-- TEXT EXCERPT follows --

Sunday, May 22, 2011

Contains Phenylalanine

At 17, I wrote a play about a bunch of seemingly unconnected people who happen to find themselves at the Museum of Natural History on the same day. They're all transfixed by the pterodactyl. Naturally. There's a teenager runaway, the concerned father, a love interest, and a janitor. Maybe also a small child. I can't remember now.

They all had these insanely long monologues that were hardly-fictionalized versions of the stories of people I cared about. One of them was color blind, for instance, and was remembering how her sister always helped her to pick outfits that matched and taught her what the colors were by feeding her gummy bears, so that her perception of color was based on taste. That's the true experience of my high school orchestra teacher. She didn't seem to mind that I ripped her life off. She probably knew that now, at 30, I'd spend maybe five minutes looking for that script in my old files and give up when I realized that any document written at that time was "created in an unsupported version of Word." 

But I named that play "Contains Phenylalanine." I'm not sure why, except that I was a bored and overly observant teenager in a rural household of Diet Coke drinkers. Along those same lines, I wrote a play soon after, with characters named Calliope and Tartaras, called "Lights on When Raining." Calliope was supposed to have long dreadlocks and I imagined myself playing that part the whole time I wrote it. I was prematurely very excited about going to get a weave, even called a few salons for pricing.

Which leads me to a discussion of my latest distraction. No, not playwriting. No, not obnoxious titles. No, not fake dreadlocks. It would seem I can't stop pumping one toxic substance into my body without replacing it with another, so I've chosen artificial sweeteners, unidentifiable corn products and carbonated water. Diet soda. Phenylketonurics: Contains Phenylalanine. And it's working like a charm.

-- TEXT EXCERPT concluded --
-- LISTED RECORDS follows --

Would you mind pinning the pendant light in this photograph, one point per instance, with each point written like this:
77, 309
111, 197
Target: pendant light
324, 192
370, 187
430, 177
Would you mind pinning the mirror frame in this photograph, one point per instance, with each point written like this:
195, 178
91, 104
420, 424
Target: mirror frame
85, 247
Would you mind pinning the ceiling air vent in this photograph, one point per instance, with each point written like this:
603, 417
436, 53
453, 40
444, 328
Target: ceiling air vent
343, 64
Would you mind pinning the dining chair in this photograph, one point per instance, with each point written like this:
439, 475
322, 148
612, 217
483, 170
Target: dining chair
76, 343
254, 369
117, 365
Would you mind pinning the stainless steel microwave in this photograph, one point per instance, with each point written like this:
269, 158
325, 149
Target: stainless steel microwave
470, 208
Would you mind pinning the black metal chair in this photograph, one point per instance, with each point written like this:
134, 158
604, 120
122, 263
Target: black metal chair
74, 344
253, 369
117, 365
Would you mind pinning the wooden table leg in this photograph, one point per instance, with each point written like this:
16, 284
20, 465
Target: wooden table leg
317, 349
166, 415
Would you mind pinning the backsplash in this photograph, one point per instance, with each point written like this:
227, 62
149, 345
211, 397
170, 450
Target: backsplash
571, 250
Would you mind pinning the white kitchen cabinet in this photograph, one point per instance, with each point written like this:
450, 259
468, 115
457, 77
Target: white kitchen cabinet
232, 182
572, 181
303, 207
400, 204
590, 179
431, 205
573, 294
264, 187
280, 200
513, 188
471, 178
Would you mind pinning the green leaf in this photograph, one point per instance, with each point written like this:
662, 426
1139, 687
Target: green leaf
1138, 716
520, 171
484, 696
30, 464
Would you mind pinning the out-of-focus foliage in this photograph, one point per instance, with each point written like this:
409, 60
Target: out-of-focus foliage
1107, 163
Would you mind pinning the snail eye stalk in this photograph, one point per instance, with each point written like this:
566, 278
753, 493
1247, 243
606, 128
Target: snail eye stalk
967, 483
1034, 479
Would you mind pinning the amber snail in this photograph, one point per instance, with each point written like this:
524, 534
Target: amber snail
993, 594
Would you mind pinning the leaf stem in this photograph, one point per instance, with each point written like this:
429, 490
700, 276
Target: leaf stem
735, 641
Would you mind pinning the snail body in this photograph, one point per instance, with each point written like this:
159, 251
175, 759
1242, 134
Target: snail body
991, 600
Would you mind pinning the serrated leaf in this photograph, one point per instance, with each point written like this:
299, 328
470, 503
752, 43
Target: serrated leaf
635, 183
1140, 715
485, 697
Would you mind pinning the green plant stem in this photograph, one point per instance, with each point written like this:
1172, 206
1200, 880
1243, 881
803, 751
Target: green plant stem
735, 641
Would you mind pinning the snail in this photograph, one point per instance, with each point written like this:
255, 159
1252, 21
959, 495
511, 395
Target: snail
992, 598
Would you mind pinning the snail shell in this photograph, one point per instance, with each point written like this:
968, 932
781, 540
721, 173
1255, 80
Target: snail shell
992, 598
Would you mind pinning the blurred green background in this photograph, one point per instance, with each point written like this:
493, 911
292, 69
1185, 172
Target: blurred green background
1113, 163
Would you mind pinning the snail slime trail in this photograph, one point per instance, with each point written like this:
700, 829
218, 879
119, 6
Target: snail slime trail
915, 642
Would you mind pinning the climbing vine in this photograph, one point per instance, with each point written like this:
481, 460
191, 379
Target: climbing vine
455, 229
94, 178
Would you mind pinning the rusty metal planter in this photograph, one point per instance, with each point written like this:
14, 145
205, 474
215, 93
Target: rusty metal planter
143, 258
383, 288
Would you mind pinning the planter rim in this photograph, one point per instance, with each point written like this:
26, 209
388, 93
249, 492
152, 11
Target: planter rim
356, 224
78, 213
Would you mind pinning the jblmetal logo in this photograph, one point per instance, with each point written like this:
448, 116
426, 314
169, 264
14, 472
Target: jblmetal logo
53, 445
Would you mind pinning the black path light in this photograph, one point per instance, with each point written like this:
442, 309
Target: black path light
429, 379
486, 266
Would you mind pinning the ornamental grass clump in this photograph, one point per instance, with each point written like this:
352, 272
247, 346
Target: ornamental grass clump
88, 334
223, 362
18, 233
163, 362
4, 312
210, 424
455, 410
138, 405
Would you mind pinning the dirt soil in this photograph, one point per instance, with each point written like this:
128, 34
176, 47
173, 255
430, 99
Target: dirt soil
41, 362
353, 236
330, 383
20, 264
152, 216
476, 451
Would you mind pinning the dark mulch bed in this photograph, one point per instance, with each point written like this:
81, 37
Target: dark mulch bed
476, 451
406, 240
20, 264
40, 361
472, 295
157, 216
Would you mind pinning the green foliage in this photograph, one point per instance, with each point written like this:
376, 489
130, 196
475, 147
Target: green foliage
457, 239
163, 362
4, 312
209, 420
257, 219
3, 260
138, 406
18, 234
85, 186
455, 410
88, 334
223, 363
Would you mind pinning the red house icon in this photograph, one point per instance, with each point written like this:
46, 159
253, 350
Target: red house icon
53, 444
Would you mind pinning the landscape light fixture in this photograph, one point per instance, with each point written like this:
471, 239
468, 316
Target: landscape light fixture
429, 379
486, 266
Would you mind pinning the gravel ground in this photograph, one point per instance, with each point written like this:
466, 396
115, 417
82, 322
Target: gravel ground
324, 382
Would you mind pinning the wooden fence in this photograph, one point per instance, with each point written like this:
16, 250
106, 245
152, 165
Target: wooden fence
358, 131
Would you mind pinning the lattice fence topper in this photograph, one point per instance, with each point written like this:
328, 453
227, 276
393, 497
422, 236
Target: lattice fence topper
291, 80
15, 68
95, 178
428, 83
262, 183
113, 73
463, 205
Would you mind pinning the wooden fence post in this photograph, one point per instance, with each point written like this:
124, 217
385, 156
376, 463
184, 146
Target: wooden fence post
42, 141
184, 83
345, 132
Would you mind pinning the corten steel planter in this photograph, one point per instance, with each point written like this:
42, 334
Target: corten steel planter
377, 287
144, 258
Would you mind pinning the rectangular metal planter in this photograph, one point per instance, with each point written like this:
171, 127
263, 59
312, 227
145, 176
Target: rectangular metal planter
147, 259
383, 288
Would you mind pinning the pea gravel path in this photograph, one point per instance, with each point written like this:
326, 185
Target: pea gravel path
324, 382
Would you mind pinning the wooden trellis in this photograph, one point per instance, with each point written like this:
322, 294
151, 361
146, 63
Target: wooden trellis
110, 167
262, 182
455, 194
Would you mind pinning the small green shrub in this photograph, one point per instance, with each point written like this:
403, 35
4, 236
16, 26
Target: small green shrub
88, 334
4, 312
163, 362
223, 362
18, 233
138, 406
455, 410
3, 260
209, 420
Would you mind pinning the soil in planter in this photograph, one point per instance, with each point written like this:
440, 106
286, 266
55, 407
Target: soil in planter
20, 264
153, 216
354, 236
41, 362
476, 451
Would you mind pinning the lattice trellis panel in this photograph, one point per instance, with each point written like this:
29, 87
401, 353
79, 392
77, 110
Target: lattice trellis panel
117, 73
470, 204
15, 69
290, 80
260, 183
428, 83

-- LISTED RECORDS concluded --

Extract the complete "Contains Phenylalanine" blog post from above, word for word, beginning with its date line and ending with its last sentence.

Sunday, May 22, 2011

Contains Phenylalanine

At 17, I wrote a play about a bunch of seemingly unconnected people who happen to find themselves at the Museum of Natural History on the same day. They're all transfixed by the pterodactyl. Naturally. There's a teenager runaway, the concerned father, a love interest, and a janitor. Maybe also a small child. I can't remember now.

They all had these insanely long monologues that were hardly-fictionalized versions of the stories of people I cared about. One of them was color blind, for instance, and was remembering how her sister always helped her to pick outfits that matched and taught her what the colors were by feeding her gummy bears, so that her perception of color was based on taste. That's the true experience of my high school orchestra teacher. She didn't seem to mind that I ripped her life off. She probably knew that now, at 30, I'd spend maybe five minutes looking for that script in my old files and give up when I realized that any document written at that time was "created in an unsupported version of Word." 

But I named that play "Contains Phenylalanine." I'm not sure why, except that I was a bored and overly observant teenager in a rural household of Diet Coke drinkers. Along those same lines, I wrote a play soon after, with characters named Calliope and Tartaras, called "Lights on When Raining." Calliope was supposed to have long dreadlocks and I imagined myself playing that part the whole time I wrote it. I was prematurely very excited about going to get a weave, even called a few salons for pricing.

Which leads me to a discussion of my latest distraction. No, not playwriting. No, not obnoxious titles. No, not fake dreadlocks. It would seem I can't stop pumping one toxic substance into my body without replacing it with another, so I've chosen artificial sweeteners, unidentifiable corn products and carbonated water. Diet soda. Phenylketonurics: Contains Phenylalanine. And it's working like a charm.